Dataset excerpt:
.....

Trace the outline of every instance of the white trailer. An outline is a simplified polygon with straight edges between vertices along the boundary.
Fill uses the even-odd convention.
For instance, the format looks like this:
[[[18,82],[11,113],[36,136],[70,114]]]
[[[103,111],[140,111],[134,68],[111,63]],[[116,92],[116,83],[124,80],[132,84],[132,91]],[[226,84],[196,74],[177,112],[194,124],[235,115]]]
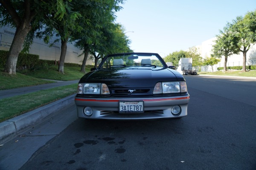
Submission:
[[[196,75],[195,71],[192,71],[192,58],[181,58],[179,61],[177,71],[183,75]]]

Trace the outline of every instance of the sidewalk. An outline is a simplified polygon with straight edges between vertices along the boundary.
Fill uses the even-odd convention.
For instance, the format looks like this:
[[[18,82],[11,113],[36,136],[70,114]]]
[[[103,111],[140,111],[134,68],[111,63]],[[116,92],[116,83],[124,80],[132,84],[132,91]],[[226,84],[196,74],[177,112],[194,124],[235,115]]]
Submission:
[[[57,81],[56,82],[53,82],[52,83],[44,84],[34,86],[24,87],[12,89],[0,90],[0,99],[34,92],[40,90],[48,89],[56,87],[69,85],[74,83],[78,83],[79,80],[66,81]]]
[[[35,92],[41,90],[78,83],[79,80],[58,81],[52,83],[0,91],[0,99]],[[76,94],[53,102],[33,110],[0,123],[0,144],[17,136],[29,126],[38,123],[47,116],[73,104]]]

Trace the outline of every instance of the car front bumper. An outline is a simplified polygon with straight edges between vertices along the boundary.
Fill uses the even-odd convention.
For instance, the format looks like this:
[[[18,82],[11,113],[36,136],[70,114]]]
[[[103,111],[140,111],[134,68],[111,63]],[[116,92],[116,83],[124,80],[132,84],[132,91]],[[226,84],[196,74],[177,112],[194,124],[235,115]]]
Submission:
[[[160,118],[175,118],[187,115],[189,95],[180,96],[151,98],[98,99],[76,97],[77,116],[80,118],[93,119],[136,120]],[[119,112],[119,101],[124,100],[143,101],[144,113],[122,113]],[[180,113],[174,115],[171,112],[173,106],[178,105]],[[92,115],[86,115],[84,109],[90,107],[93,110]]]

.....

Written task
Please write out all of the entries above word for word, omitting the pictures.

Result of the task
Trace the outline of every instance of the white trailer. An outline is a simplified polygon with straight edges between vertices along the boundary.
Fill uses the even-odd convention.
For instance, the format looks like this:
[[[18,82],[11,113],[36,136],[70,114]]]
[[[103,111],[140,111],[134,68],[111,63]],[[116,92],[116,83],[124,80],[132,84],[132,91]],[[226,84],[196,74],[177,112],[194,124],[235,115]]]
Submission:
[[[196,75],[195,71],[192,71],[192,58],[181,58],[179,61],[177,71],[183,75]]]

Trace the outline of every instance of the sidewalk. An outline is a simplified polygon with straight edges between vertices along the boundary.
Fill uses the even-odd convention.
For instance, the format looks like this:
[[[18,82],[11,113],[36,136],[70,114]]]
[[[103,111],[140,111],[134,68],[111,63]],[[116,92],[116,83],[124,80],[132,84],[132,91]],[[226,84],[196,74],[177,112],[194,124],[235,115]]]
Submission:
[[[57,81],[56,82],[53,82],[52,83],[44,84],[34,86],[24,87],[12,89],[0,90],[0,99],[34,92],[40,90],[48,89],[56,87],[69,85],[74,83],[78,83],[79,80],[66,81]]]
[[[35,92],[41,90],[78,83],[79,80],[58,81],[52,83],[0,91],[0,99]],[[76,94],[53,102],[33,110],[0,123],[0,144],[17,136],[29,126],[38,123],[47,116],[73,104]]]

Trace the outline of every instance of the car front bumper. An outline is a simplified polygon with straight edges between vertices along the boundary.
Fill uses the even-odd convention.
For instance, the format looks like this:
[[[18,82],[11,113],[36,136],[70,114]]]
[[[103,111],[140,111],[134,68],[111,63]],[[116,92],[116,83],[124,80],[132,84],[132,91]],[[226,84],[196,74],[177,112],[194,124],[235,115]]]
Submission:
[[[160,118],[175,118],[187,115],[189,95],[180,96],[151,98],[98,99],[76,97],[77,116],[80,118],[93,119],[136,120]],[[119,112],[119,101],[124,100],[143,101],[144,113],[122,113]],[[180,113],[174,115],[171,112],[173,106],[178,105]],[[92,115],[86,115],[84,109],[90,107],[93,110]]]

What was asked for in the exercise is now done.